- _What you need to do_
In the part of the rows that opens with the line containing "Note: we are tagging the man's right" and closes with the line containing "[(256, 47)]", swap "range hood" for "exhaust hood" and give back those lines with everything else unchanged.

━━━ Data supplied ━━━

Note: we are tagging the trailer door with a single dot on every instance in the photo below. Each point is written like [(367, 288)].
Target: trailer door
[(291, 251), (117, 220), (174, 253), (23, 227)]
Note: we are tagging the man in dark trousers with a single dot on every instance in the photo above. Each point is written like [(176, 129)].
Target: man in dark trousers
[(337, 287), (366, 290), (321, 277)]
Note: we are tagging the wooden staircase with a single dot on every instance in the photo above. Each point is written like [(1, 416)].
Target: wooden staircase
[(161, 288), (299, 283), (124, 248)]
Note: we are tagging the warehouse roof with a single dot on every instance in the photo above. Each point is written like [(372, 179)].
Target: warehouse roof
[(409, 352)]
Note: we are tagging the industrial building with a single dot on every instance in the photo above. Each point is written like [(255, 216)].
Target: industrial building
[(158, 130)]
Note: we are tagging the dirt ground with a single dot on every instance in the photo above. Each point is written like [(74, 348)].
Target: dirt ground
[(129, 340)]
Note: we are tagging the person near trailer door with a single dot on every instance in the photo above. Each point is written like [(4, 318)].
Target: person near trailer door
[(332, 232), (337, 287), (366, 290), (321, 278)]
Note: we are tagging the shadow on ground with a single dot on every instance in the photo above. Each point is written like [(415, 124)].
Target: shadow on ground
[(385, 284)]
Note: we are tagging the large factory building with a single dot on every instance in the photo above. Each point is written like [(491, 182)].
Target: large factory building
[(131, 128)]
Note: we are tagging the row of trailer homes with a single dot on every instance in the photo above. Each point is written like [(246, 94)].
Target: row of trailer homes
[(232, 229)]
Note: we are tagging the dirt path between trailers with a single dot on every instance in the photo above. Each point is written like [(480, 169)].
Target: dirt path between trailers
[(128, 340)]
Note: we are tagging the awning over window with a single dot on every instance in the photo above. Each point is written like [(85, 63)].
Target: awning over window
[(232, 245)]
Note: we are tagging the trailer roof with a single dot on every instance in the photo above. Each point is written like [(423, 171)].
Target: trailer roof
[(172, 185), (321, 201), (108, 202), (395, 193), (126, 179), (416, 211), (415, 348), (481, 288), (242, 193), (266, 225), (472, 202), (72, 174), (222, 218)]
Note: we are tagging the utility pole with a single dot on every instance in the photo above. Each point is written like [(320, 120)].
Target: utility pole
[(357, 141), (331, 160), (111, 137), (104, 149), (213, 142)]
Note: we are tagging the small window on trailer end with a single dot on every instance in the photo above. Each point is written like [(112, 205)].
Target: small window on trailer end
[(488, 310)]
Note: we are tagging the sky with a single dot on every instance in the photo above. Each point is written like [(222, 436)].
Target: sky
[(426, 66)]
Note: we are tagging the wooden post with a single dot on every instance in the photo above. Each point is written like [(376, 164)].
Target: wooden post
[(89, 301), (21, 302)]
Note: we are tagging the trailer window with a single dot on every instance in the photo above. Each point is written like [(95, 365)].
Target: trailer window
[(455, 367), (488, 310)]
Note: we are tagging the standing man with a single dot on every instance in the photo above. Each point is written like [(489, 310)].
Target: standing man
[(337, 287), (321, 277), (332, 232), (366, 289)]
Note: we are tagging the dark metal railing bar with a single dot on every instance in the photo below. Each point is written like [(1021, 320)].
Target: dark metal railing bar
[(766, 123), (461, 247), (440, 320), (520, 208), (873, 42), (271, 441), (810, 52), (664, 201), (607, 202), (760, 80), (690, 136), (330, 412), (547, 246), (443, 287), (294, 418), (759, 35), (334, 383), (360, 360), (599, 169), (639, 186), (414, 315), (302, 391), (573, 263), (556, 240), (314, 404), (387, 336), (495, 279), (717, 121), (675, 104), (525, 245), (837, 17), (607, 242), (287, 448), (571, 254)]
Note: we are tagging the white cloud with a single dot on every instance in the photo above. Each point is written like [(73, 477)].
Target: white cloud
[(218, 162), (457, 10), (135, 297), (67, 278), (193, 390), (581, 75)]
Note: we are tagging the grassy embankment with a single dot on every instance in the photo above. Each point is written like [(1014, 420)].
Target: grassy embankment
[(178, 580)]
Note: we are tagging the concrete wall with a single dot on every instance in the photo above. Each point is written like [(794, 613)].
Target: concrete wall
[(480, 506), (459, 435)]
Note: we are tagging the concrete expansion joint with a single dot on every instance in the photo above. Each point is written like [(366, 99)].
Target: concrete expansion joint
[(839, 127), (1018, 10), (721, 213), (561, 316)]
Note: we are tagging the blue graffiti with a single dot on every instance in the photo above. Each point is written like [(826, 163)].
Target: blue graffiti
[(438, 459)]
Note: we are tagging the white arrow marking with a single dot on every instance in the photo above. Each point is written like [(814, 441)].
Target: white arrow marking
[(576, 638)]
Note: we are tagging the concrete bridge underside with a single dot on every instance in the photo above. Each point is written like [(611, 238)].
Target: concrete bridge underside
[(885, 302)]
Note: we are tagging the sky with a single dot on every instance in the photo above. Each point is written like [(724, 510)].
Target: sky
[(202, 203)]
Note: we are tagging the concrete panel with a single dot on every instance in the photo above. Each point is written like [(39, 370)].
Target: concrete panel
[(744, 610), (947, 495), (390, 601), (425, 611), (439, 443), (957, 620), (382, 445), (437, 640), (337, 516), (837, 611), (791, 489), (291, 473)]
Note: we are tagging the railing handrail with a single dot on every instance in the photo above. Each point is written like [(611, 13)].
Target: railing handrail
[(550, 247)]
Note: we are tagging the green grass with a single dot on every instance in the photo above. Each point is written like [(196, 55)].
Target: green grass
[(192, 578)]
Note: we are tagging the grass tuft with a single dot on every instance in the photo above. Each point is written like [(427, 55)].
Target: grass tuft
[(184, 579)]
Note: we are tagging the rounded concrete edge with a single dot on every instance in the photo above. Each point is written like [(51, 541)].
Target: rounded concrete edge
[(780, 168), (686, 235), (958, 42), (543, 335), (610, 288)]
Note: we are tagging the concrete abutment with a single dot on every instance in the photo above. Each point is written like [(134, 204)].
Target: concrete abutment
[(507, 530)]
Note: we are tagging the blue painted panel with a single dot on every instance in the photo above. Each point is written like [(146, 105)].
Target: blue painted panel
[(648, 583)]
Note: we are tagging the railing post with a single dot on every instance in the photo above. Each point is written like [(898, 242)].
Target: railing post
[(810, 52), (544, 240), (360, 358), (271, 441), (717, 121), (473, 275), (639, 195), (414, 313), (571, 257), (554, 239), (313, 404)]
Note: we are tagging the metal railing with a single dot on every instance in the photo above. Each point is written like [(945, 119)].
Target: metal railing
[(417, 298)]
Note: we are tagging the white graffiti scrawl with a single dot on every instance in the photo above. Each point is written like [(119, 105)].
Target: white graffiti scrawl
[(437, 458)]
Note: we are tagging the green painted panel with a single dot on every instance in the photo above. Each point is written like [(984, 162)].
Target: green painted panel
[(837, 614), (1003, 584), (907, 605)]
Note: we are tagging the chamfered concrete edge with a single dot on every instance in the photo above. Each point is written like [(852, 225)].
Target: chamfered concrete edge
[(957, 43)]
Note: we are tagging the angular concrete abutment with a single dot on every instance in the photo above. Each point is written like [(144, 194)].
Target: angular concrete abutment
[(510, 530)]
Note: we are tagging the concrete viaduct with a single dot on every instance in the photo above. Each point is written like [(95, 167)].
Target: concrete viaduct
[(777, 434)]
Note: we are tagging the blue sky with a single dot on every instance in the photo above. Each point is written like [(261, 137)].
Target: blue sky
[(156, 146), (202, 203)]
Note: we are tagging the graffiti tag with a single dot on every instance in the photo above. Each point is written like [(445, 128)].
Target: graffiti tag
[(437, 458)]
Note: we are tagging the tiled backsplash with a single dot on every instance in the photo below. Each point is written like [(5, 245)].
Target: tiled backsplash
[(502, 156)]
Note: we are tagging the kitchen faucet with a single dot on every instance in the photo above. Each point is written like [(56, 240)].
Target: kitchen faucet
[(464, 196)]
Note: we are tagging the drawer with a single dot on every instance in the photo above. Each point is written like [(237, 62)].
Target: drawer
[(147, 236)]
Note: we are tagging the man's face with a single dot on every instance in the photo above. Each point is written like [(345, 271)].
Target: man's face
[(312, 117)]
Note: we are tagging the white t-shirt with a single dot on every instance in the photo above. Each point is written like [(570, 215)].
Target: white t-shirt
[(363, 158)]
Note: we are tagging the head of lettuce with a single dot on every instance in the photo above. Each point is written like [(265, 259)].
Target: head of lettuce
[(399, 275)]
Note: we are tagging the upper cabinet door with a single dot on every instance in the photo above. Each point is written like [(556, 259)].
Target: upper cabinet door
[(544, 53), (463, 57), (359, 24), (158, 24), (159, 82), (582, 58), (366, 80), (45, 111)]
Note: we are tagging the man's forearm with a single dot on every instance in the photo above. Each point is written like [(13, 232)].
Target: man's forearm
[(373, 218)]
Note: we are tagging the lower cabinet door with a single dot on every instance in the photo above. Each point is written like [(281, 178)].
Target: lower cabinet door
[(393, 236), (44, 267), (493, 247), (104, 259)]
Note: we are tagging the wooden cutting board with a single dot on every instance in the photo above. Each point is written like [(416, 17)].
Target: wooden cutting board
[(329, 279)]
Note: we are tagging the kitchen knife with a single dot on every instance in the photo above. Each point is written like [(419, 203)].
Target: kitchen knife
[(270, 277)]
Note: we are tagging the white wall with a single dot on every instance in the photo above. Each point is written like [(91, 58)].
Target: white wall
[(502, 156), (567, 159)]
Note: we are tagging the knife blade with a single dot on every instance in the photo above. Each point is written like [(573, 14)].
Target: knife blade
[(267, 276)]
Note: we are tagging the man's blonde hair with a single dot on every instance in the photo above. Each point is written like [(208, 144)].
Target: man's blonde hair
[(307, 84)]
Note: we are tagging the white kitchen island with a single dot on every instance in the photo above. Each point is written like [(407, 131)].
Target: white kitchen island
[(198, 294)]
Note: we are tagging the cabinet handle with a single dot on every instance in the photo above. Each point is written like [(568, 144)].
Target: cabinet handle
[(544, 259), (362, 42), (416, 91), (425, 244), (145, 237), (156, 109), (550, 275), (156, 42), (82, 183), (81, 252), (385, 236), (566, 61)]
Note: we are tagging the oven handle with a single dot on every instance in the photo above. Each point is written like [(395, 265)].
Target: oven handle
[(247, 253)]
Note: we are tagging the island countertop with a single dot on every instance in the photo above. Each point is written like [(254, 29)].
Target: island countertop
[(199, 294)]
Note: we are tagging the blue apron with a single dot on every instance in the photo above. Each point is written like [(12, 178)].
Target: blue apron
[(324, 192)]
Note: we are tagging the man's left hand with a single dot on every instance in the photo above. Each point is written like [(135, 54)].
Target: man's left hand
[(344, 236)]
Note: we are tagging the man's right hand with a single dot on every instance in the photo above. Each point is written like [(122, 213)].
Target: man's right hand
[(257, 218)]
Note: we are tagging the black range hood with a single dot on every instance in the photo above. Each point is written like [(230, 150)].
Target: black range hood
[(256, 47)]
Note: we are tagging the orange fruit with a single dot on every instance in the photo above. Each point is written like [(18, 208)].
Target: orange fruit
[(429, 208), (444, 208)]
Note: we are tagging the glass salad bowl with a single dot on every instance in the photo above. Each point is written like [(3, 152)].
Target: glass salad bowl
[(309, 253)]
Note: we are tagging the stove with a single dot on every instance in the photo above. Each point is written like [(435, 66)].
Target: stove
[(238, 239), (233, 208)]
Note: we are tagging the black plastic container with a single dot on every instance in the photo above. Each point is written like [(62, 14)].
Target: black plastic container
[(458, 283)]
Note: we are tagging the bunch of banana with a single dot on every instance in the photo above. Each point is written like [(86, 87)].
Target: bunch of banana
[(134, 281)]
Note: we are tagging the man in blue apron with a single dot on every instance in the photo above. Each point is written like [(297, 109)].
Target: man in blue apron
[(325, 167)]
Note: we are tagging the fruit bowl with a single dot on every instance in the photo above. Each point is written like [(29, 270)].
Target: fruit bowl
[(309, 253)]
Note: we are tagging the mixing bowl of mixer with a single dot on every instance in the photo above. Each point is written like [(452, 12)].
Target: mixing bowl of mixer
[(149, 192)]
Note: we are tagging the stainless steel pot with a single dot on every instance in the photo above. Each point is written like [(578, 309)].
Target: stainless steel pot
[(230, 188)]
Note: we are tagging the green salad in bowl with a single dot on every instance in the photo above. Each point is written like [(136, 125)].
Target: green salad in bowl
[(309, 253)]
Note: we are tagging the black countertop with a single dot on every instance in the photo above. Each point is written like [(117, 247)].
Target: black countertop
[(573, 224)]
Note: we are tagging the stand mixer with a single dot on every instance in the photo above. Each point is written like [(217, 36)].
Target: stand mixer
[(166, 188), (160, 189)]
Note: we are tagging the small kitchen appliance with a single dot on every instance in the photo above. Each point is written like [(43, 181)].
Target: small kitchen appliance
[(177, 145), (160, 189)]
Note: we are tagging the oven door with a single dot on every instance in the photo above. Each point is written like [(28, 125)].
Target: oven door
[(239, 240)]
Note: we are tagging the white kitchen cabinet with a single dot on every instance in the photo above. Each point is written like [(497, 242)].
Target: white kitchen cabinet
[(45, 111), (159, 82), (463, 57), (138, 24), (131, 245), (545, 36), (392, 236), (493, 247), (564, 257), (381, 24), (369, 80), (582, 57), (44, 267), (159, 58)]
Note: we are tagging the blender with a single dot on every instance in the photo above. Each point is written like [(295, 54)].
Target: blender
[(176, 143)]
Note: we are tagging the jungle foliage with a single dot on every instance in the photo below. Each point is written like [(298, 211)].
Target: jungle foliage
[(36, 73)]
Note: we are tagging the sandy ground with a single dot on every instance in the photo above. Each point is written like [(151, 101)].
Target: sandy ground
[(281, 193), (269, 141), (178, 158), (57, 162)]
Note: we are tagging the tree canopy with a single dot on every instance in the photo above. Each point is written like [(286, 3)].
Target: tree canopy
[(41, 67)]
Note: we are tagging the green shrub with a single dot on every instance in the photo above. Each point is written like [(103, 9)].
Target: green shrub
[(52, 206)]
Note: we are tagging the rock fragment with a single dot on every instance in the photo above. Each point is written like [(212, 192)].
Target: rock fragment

━━━

- _Exercise answer_
Note: we are tagging the man's right hand with a single dot on every instance in the photo above. Each point is written like [(122, 213)].
Target: man's right hand
[(257, 218)]
Note: we are tagging the black exhaust hood with a single dot on every instance in the photo above. Each point is written like [(230, 150)].
Target: black exhaust hood
[(256, 47)]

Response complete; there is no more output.